Segment Start: DATASET CONTENT
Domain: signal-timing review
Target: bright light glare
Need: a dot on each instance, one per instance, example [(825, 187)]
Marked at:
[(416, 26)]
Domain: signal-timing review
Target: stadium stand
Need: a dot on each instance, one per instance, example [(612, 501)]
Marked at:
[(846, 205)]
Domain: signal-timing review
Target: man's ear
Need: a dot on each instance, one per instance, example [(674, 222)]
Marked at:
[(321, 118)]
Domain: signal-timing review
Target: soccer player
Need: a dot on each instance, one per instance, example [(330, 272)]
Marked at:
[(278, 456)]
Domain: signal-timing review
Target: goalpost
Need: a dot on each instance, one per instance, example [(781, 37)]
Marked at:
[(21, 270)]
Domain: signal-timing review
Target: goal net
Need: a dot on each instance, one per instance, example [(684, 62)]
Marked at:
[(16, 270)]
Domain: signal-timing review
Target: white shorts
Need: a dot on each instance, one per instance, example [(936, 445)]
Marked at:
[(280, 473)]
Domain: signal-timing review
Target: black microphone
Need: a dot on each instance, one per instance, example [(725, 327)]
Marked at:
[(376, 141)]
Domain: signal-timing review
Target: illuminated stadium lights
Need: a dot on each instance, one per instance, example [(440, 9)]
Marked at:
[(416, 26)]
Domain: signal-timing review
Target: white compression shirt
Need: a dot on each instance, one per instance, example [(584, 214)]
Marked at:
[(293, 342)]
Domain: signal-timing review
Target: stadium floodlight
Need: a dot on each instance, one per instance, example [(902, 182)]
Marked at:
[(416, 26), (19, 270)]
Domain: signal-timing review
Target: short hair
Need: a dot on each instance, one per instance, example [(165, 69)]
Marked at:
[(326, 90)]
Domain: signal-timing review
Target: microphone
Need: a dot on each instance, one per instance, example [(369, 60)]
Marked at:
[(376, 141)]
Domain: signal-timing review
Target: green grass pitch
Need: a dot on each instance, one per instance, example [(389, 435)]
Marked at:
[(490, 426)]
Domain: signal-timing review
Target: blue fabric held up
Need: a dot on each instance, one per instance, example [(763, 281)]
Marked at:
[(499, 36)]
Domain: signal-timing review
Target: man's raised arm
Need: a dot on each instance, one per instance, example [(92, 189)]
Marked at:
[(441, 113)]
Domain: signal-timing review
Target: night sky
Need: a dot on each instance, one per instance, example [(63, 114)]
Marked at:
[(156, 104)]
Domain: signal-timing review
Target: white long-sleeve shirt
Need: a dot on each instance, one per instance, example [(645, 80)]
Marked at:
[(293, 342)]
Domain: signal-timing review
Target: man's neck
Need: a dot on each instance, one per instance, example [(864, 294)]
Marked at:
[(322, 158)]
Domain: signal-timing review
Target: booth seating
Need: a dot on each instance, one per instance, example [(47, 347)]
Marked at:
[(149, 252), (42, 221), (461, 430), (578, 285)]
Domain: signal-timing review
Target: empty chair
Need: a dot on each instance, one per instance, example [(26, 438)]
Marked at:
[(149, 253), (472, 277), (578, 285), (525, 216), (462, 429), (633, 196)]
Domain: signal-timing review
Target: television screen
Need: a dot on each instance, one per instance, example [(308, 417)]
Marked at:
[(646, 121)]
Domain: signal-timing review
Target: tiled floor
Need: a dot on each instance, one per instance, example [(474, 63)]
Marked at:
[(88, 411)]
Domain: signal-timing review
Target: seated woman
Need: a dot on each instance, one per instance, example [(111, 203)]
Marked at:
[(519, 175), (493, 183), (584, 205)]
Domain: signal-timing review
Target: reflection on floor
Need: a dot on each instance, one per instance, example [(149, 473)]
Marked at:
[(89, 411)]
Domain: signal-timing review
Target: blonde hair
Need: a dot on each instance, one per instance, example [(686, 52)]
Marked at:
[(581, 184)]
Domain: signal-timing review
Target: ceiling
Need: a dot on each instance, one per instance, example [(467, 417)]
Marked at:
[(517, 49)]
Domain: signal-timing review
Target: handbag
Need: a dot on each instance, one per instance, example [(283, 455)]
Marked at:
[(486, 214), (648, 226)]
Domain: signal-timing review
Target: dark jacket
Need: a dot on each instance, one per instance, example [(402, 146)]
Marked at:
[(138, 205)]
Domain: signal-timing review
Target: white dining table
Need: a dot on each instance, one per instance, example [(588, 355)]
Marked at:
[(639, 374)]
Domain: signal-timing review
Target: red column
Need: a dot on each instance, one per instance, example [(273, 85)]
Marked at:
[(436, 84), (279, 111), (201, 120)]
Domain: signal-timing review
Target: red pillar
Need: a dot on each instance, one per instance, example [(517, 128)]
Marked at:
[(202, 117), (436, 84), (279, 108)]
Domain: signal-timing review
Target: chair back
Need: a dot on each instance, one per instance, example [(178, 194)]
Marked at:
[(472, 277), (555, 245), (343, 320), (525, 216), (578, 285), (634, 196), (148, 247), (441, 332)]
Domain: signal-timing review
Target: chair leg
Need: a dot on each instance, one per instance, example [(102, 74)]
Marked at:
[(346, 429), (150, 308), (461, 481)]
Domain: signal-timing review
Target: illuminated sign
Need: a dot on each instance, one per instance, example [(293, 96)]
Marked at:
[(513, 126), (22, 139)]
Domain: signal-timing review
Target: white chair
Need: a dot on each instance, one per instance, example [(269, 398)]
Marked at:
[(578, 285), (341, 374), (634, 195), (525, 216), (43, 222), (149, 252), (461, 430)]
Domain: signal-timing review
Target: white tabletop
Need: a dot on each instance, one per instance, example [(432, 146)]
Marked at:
Segment End: DATASET CONTENT
=== TASK DIRECTIONS ===
From the records, determine the number of lines holding the word "illuminated", and state that number only.

=== EXERCISE OUTPUT ===
2